PROMPT.
Transcribe the entries exactly as they stand below, passing over any picture.

GIVEN ENTRIES.

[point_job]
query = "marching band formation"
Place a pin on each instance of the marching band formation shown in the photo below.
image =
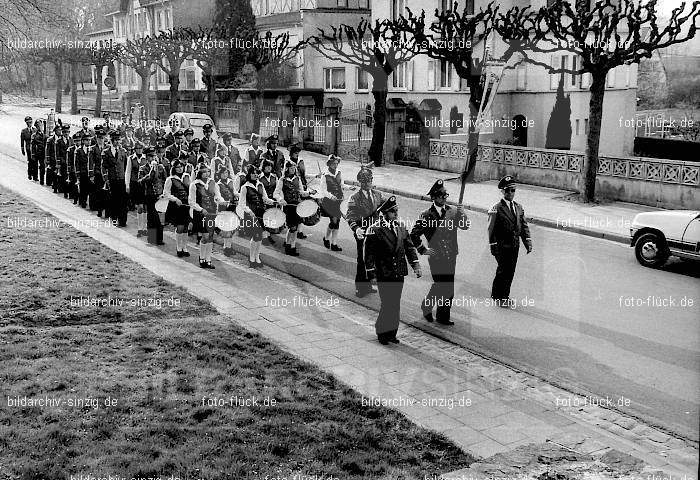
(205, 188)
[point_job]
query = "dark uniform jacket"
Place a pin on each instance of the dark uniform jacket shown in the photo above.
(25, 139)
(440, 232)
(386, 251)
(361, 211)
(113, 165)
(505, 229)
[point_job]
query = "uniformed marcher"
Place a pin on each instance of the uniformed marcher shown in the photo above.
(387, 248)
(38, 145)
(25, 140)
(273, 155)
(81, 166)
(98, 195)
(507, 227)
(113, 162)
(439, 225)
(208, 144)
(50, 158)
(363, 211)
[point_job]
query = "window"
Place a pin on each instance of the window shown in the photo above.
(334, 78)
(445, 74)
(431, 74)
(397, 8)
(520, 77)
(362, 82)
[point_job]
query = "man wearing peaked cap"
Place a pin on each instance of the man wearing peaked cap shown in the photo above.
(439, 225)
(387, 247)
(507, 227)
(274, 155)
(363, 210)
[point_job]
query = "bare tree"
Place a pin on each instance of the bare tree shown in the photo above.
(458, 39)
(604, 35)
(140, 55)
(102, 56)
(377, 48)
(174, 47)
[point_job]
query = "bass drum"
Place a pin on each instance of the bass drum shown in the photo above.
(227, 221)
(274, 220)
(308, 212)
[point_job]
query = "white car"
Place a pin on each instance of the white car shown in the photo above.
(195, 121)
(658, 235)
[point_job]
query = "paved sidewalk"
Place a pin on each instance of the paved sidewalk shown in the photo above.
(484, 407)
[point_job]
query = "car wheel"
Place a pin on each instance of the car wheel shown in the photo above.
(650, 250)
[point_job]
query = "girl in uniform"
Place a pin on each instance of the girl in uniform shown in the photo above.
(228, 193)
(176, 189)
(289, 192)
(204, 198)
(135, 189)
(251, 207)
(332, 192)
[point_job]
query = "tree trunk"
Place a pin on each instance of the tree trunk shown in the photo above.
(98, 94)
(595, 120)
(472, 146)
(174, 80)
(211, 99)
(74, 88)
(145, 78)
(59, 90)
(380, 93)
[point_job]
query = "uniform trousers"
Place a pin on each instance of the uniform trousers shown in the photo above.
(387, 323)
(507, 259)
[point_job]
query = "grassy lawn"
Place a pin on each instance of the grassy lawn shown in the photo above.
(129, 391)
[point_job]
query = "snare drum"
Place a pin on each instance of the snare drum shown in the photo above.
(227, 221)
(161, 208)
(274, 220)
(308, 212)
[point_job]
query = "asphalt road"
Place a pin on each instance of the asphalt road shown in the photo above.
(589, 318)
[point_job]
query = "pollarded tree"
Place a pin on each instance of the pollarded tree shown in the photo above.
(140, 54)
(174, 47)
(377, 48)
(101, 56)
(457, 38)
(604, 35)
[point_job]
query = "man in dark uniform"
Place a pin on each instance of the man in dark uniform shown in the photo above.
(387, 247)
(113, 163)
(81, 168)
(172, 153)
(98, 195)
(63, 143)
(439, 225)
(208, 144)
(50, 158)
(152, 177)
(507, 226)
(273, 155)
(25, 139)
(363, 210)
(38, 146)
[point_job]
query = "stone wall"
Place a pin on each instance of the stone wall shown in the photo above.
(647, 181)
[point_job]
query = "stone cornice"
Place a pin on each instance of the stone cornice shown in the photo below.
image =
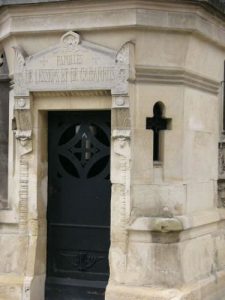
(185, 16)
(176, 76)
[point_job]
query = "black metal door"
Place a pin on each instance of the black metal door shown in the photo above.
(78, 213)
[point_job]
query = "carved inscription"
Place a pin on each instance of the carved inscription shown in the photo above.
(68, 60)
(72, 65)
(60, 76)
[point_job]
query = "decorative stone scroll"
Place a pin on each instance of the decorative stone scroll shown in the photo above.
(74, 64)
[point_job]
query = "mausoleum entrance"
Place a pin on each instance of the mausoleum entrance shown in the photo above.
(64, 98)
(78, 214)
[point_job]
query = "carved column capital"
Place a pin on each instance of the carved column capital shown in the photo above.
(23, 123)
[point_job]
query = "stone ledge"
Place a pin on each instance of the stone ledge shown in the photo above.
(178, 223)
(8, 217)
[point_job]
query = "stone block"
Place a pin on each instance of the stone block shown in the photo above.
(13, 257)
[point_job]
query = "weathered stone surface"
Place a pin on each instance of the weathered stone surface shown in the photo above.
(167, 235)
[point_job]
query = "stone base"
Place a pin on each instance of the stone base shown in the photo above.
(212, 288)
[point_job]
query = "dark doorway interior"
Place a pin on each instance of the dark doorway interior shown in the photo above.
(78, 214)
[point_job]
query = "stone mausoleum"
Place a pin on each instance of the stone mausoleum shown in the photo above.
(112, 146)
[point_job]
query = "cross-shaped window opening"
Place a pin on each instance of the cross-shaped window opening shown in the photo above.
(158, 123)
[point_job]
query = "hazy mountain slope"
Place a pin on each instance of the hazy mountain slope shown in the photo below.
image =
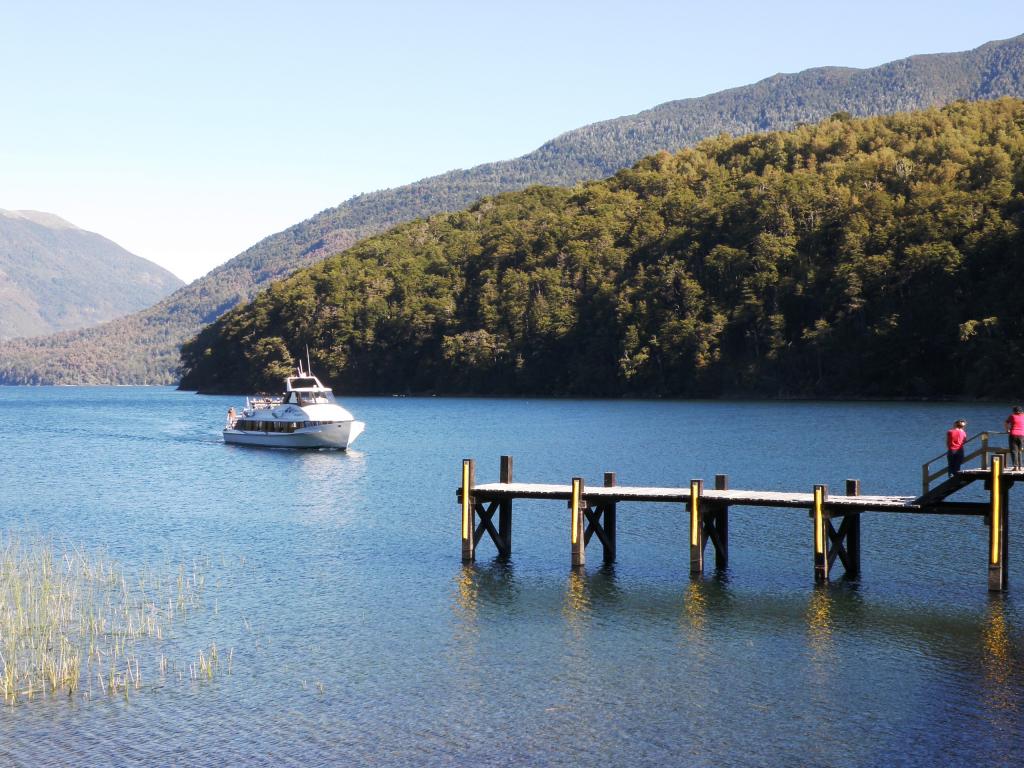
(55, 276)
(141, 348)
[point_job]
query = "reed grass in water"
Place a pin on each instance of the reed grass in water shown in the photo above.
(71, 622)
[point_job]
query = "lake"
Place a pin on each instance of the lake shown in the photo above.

YOUR RESPONSE.
[point_job]
query = "marching band formation"
Place a pin on each instance of the marching band formation shown in the photo below.
image =
(205, 188)
[point_job]
query = "dark uniform jacket"
Place a pin on each instance of the dark uniform jacket shown in the photo above.
(25, 139)
(440, 232)
(386, 251)
(361, 211)
(113, 165)
(505, 229)
[point_job]
query = "uniformed marcher"
Place a pin on each instance of the uniformed marcher shown in the photo above.
(387, 248)
(38, 145)
(25, 140)
(273, 155)
(81, 166)
(98, 195)
(507, 227)
(113, 162)
(439, 225)
(208, 144)
(50, 158)
(363, 211)
[point_job]
query = "window"
Place a pin on each instance of the window shown in the photo above.
(334, 78)
(445, 74)
(431, 74)
(397, 8)
(520, 77)
(362, 82)
[point_job]
query = "man wearing peaked cap"
Place a pin on each instance of the man wearing peaked cap shown in the photo above.
(439, 225)
(387, 247)
(507, 227)
(274, 155)
(363, 210)
[point_job]
query = "bare tree"
Place a pin on each instance of the bare tree shown in the photo above.
(458, 39)
(604, 35)
(140, 55)
(102, 56)
(377, 48)
(174, 47)
[point_job]
query = "bass drum"
Place a pin on each instance of the bass drum shown in the photo above.
(227, 221)
(274, 220)
(308, 212)
[point_job]
query = "white car"
Place a pin on each instance of the white car shown in the photo above.
(195, 121)
(658, 235)
[point_job]
query = "paved sidewalk"
Place a pin on each instance of the paved sidewalk shown in the photo above.
(484, 407)
[point_job]
query = "car wheel"
Place a pin on each instance of the car wheel shown in the photo above.
(650, 250)
[point_job]
query = "girl in uniform"
Place a pin on each instance of the girl in uniform shown in the photo above.
(228, 193)
(176, 189)
(289, 192)
(204, 198)
(135, 189)
(251, 207)
(332, 192)
[point_job]
query = "tree trunk"
Place a pin on each instance of the tree trunk shown in the photo above.
(98, 94)
(595, 120)
(472, 146)
(174, 80)
(211, 99)
(74, 88)
(145, 78)
(59, 90)
(380, 93)
[point_job]
query = "uniform trousers"
Place a pin on each instance of the uniform trousers shown in the photo above.
(387, 323)
(507, 259)
[point_job]
query = "grassy lawn"
Place a pin on each instance of the grassy lawn shown in the photo above.
(129, 391)
[point_job]
query = "snare drum"
Place a pin on each instance of the snare drum shown in the photo above.
(227, 221)
(161, 208)
(274, 220)
(308, 212)
[point_job]
query = "asphalt road"
Place a pin on each instance of the asphalt road shown in the photo above.
(589, 318)
[point_job]
query = "pollarded tree"
Place a pin on each instance of the pollarded tree shown in the photo above.
(140, 54)
(174, 47)
(377, 48)
(101, 56)
(457, 38)
(604, 35)
[point_job]
query = "man in dark uniform"
Place a pin on each instance of the man in dark uniform shown in the photo above.
(387, 247)
(113, 163)
(81, 168)
(172, 153)
(98, 195)
(63, 143)
(439, 225)
(208, 144)
(50, 158)
(152, 177)
(507, 226)
(273, 155)
(25, 139)
(363, 210)
(38, 146)
[point_job]
query = "stone wall"
Place a pin on each instance of the stone wall shown in the photo above.
(647, 181)
[point_job]
query = "stone cornice"
Place a pin on each instance of the stone cornice shown in the photo below.
image =
(185, 16)
(176, 76)
[point_job]
query = "black metal door"
Place a pin on each instance of the black metal door shown in the photo above.
(78, 213)
[point_job]
query = "carved inscription"
Place a pin on each instance of the carved inscription shown in the photo above.
(68, 60)
(72, 65)
(60, 76)
[point_job]
query = "decorative stone scroll"
Place a pin on each instance of the decorative stone scroll shown in the photo above.
(74, 64)
[point_job]
query = "mausoleum entrance"
Place a pin on each instance of the mausoleum entrance shown in the photo above.
(64, 98)
(78, 214)
[point_job]
query = "carved column capital"
Place a pin on each instance of the carved column capital shown in the photo above.
(23, 123)
[point_job]
query = "stone ledge"
Place a pin on each instance of the stone ledge shown in the photo above.
(178, 223)
(8, 217)
[point_job]
query = "stone block"
Place a pin on each instance of the stone block shown in the photo above.
(13, 257)
[point_job]
query = "weathered stone surface"
Place a pin on each instance of the weathered stone surface shown in the photo above.
(167, 235)
[point_job]
query = "stone base"
Place a pin on each instance of the stone base shown in the photo above.
(212, 288)
[point_job]
query = "dark doorway interior"
Place a pin on each instance of the dark doorway interior shown in the photo above.
(78, 214)
[point_job]
query = "stone mausoleum"
Place a pin on each instance of the stone mausoleum shown in the photo above.
(112, 146)
[point_job]
query = "cross-shaped window opening"
Place a pin on each instance of the cross-shaped window opening shown in the photo above.
(158, 123)
[point_job]
query = "hazy mountain slope"
Place a pin on each instance of the hazy mountain slope shown in the photo below.
image =
(55, 276)
(141, 348)
[point_job]
query = "reed grass in water"
Place a pin on each instance of the reed grass in water shown in the photo above.
(71, 622)
[point_job]
query = "lake"
Place a pin on each instance of the lake shown in the photo above.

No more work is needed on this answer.